(Quoted passage begins)

Farrah's Story : The two-hour Farrah's Story was a kind of home-movie diary of Farrah Fawcett's life covering roughly the past two years of living with cancer. Much of the time, the camera was handled by her friend Alana Stewart, sometimes by Fawcett herself; some sequences - interviews with Ryan O'Neal, as well as a few of her doctors - looked as though they were filmed in a TV studio. It all cohered as a long, sad story that was sometimes almost unbearable, sometimes fascinating.
Anyone who has experienced or been in contact with someone diagnosed with cancer knows the outline of Farrah's "story": the doctor consultations and hospital visits, the often-painful treatments (Fawcett undergoes them in both California and Germany), the moments of happiness and despair. I was struck by how curious about the disease Fawcett has been, eager for information from her care-givers, giving good, hard stares at pictures of the spread or remission of her diagnosed anal and liver cancer. In those moments, she was most like the sturdy young woman so many people have long admired.
Because the TV special used the format of a journal from which Fawcett reads sections in voiceover, there was a lot of positive-thinking asserted, and the inevitable phrases one falls back on to try and make sense of an unimaginable death sentence: cancer as "my own private war" and "it's seriously time for a miracle."

(Quoted passage ends)

Prompt - Duplicate the passage from this review of Farrah's Story, starting with "Anyone who has" and going on through "have long admired.".

(Given data begins)

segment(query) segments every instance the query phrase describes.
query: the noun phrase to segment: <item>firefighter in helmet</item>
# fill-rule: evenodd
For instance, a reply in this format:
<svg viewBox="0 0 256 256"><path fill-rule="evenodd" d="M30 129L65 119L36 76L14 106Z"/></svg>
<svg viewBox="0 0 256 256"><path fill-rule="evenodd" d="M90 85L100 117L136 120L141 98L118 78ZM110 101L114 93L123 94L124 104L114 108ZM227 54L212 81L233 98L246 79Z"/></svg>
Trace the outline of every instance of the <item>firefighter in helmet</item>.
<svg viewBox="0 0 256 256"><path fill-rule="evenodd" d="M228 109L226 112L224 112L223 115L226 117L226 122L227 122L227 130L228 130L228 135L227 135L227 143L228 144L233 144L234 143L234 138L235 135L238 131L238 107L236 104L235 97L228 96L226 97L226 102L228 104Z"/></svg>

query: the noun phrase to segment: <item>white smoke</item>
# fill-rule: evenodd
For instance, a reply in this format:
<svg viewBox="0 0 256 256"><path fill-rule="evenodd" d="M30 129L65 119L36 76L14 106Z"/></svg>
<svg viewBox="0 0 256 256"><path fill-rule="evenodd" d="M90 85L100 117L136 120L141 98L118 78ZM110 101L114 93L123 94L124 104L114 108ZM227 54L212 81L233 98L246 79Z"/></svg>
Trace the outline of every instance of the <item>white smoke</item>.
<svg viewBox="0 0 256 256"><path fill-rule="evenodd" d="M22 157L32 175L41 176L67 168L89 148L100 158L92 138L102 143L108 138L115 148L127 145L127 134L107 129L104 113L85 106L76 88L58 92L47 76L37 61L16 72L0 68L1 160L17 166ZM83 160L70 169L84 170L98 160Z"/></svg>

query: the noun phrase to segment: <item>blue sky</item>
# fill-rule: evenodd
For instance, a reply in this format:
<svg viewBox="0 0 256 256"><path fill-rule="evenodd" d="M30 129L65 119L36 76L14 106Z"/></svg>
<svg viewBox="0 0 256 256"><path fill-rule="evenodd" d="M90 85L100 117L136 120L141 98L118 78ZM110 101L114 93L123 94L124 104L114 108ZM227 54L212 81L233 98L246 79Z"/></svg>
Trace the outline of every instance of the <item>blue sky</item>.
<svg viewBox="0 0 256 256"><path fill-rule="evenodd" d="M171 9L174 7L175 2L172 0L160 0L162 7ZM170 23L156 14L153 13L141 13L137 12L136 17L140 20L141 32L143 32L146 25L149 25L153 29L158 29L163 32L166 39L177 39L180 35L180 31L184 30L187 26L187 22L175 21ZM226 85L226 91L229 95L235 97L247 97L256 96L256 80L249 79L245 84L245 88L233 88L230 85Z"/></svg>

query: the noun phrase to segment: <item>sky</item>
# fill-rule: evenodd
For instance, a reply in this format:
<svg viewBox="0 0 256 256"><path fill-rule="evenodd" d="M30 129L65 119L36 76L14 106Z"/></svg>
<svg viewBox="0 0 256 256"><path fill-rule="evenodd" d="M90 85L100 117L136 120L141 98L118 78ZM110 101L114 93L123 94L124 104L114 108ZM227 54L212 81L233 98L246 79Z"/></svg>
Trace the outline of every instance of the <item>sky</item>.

(Given data ends)

Task output -
Anyone who has experienced or been in contact with someone diagnosed with cancer knows the outline of Farrah's "story": the doctor consultations and hospital visits, the often-painful treatments (Fawcett undergoes them in both California and Germany), the moments of happiness and despair. I was struck by how curious about the disease Fawcett has been, eager for information from her care-givers, giving good, hard stares at pictures of the spread or remission of her diagnosed anal and liver cancer. In those moments, she was most like the sturdy young woman so many people have long admired.